## [PARTS OF THE EXERCISE]
1. Please retype the part of the Civilian Screen Printing article that opens with the words containing "All around the" and closes with "were subsequently cancelled.".
2. Answer these questions from the Civilian Screen Printing article:
(a) What drop in revenue did Civilian Screen Printing see?
(b) How much of each t-shirt sale goes to the featured business?
(c) In what month did The Green Room Barbershop open its doors?

## [EXCERPTED PASSAGE]
·····

All around the world, COVID-19 has caused businesses both large and small to rethink their business strategy. In Kitchener-Waterloo, businesses are responding no differently.
Curt Crossman, owner of Civilian Screen Printing felt the blow of COVID-19 as his business saw an 80-90 per cent drop in revenue. As major tech conferences and concert tours announced cancellations, Civilian felt the blow too, as swag orders were subsequently cancelled.
“We’re very heavily dependent on events … if businesses aren’t making money and they’re closed, there isn’t really a drive to get swag from them,” Crossman said.
“We’re primarily a B2B business, so anyone relying on other businesses as clients don’t really have any jobs, themselves.”
As a result, Civilian laid off all employees except Crossman, himself, and Joe Zimmer, who manages sales.
“If it wasn’t for some of the government programs, it might not even be worth being open,” Crossman said.
In efforts to keep themselves busy, Crossman and Zimmer began workshopping ideas for ways to not only keep their business afloat, but to also engage with the local community. On April 1, Civilian launched the KW Awesome Small Business Initiative (kw-awesome.ca), an online shop that partners with local businesses to sell t-shirts with unique designs reflecting those businesses. For every t-shirt sold, $12.50 will go to the featured business and Civilian will keep the rest.
“We started talking to people we had existing relationships with,” Crossman said, explaining how this initiative took hold so quickly.
“It’s not even just a monetary thing … [the businesses involved] also get to be out there in the community, they get their name out there, so people aren’t forgetting these businesses.”
Most small businesses don’t have a designer on staff or the funds to pay a design team, so local digital marketing agency Him & Her has offered free design services to any small businesses looking to get a shirt up in the shop.
Initially, Him & Her was asked if they would like to make a t-shirt — which they did — but their involvement went beyond that initial scope.
“Small businesses have a place in Him & Her’s heart … we’re a small business, ourselves. We know how hard of a go it is to get started. One of the pillars of Him & Her’s brand is community … so, for us, our natural inclination was: how can we help?” Erin Martin, co-owner of Him & Her said.
The shop has almost 50 different styles of t-shirts available for purchase in partnership with businesses like Four All Ice Cream, Short Finger Brewing Co, Pin Up Arcade Bar and local designer, BRFC, to name a few.
Kitchener’s The Green Room Barbershop just opened its doors in December. To close so quickly after that initial open has been tough on the new business.
Zimmer, who is a client at the barbershop, reached out early to ask if The Green Room would be interested in having a shirt in the shop. Eddie Stannard, co-owner of The Green Room, said that getting involved with Civilian’s project was a no-brainer, as it was such a community-focused initiative.

·····

## [STUDY MATERIAL]
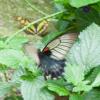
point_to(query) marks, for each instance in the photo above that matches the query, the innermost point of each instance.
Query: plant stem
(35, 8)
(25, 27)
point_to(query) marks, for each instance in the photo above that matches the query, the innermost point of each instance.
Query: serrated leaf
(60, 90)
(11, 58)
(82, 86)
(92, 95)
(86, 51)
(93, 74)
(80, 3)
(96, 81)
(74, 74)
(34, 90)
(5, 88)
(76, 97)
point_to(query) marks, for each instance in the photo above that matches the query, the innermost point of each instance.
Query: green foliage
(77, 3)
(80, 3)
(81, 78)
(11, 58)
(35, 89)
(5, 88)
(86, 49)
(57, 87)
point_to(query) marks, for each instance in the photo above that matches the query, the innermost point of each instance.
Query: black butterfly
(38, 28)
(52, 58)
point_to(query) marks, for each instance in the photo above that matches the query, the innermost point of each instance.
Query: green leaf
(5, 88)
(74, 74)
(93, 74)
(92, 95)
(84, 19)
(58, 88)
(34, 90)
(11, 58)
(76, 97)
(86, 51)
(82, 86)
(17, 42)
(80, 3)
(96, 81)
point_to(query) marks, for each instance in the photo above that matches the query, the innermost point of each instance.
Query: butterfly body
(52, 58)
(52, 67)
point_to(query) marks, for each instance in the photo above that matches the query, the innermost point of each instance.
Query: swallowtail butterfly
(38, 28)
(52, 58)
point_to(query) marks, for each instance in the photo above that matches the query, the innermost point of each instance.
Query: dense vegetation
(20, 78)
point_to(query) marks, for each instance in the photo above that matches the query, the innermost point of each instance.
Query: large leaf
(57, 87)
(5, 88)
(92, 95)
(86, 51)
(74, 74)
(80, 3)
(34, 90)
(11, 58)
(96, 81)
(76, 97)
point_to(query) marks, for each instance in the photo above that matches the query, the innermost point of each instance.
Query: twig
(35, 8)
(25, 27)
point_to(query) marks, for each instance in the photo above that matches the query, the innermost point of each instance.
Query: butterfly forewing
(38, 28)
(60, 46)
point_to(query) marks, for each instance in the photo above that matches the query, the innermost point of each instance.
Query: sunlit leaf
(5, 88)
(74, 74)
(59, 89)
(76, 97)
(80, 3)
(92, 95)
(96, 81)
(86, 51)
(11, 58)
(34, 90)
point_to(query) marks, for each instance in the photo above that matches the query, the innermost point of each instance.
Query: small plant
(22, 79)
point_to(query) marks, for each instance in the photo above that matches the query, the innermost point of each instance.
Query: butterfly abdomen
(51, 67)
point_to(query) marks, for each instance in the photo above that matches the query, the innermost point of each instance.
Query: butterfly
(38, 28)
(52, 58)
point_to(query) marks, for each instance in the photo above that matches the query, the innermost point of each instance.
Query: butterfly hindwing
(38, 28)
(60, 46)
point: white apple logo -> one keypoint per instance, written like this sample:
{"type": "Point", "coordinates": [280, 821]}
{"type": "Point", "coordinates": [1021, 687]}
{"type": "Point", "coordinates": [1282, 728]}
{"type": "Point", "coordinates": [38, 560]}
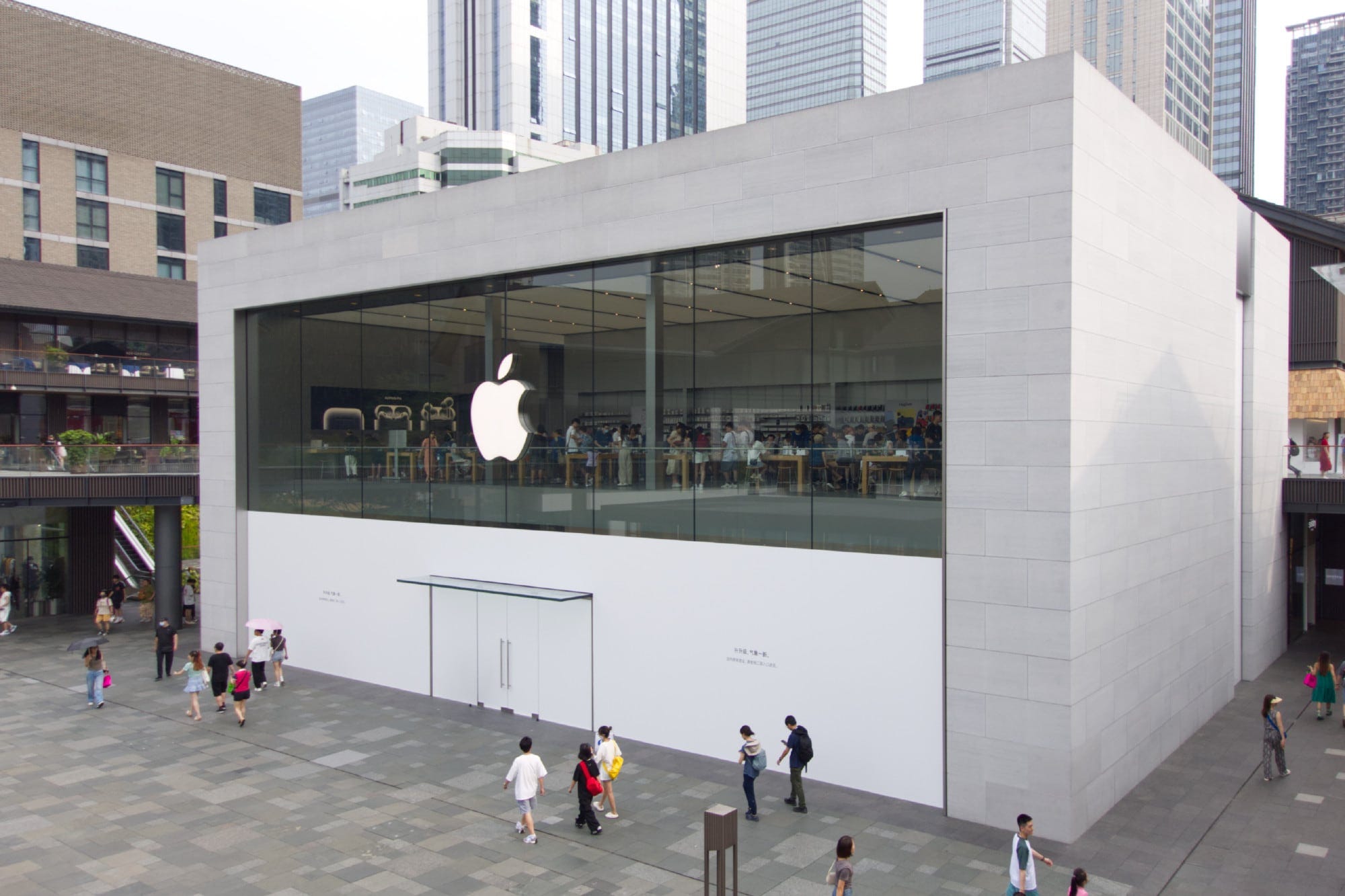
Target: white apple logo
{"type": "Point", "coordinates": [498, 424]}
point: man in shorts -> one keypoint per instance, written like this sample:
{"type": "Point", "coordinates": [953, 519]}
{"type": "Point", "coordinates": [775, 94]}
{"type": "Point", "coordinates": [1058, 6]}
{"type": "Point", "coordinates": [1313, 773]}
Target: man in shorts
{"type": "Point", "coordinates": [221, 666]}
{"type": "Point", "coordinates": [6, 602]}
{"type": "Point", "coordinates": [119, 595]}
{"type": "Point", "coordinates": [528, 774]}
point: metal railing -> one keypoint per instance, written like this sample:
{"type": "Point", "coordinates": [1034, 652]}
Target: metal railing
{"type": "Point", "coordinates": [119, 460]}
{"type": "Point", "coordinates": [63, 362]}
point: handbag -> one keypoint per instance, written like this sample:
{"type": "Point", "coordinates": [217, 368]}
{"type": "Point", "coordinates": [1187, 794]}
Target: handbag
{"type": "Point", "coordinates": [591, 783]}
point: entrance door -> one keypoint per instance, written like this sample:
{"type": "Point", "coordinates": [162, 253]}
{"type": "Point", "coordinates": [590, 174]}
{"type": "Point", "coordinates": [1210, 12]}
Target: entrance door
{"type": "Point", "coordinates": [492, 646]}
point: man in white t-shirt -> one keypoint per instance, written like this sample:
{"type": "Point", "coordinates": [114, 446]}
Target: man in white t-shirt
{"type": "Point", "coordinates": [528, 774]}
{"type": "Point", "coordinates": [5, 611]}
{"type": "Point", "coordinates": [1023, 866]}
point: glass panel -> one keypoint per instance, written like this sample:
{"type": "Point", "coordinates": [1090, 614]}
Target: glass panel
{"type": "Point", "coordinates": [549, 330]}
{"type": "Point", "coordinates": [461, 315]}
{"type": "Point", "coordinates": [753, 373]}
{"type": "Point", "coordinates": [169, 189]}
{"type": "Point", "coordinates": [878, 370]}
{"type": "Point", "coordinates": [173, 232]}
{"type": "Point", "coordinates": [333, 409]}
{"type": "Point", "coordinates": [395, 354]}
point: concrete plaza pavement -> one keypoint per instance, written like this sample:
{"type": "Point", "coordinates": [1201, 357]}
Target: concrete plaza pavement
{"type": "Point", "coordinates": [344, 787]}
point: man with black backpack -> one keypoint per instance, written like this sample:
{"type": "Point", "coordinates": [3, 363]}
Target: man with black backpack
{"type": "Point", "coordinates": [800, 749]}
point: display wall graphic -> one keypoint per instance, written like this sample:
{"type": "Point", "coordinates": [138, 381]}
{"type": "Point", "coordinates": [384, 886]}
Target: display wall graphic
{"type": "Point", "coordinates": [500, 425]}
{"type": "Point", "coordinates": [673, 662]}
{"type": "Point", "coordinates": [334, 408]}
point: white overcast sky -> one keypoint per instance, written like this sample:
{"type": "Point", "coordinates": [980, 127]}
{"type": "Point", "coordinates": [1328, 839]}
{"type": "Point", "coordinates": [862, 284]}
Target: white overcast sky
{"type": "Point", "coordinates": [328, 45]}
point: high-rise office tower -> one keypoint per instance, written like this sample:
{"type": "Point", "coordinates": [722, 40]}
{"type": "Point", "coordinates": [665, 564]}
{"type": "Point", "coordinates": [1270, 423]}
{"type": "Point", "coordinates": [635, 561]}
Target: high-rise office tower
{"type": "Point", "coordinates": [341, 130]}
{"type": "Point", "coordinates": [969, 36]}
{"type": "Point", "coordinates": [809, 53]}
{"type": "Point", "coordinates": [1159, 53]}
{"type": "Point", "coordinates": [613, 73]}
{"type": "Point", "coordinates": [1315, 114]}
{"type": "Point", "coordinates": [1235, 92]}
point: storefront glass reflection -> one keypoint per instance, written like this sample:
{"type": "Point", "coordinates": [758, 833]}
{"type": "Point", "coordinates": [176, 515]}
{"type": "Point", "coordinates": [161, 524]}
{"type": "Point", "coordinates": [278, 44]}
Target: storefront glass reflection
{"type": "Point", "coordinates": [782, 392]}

·····

## [SOLUTIONS TO THE EXERCISE]
1.
All around the world, COVID-19 has caused businesses both large and small to rethink their business strategy. In Kitchener-Waterloo, businesses are responding no differently.
Curt Crossman, owner of Civilian Screen Printing felt the blow of COVID-19 as his business saw an 80-90 per cent drop in revenue. As major tech conferences and concert tours announced cancellations, Civilian felt the blow too, as swag orders were subsequently cancelled.

2.
(a) An 80-90 per cent drop.
(b) $12.50.
(c) December.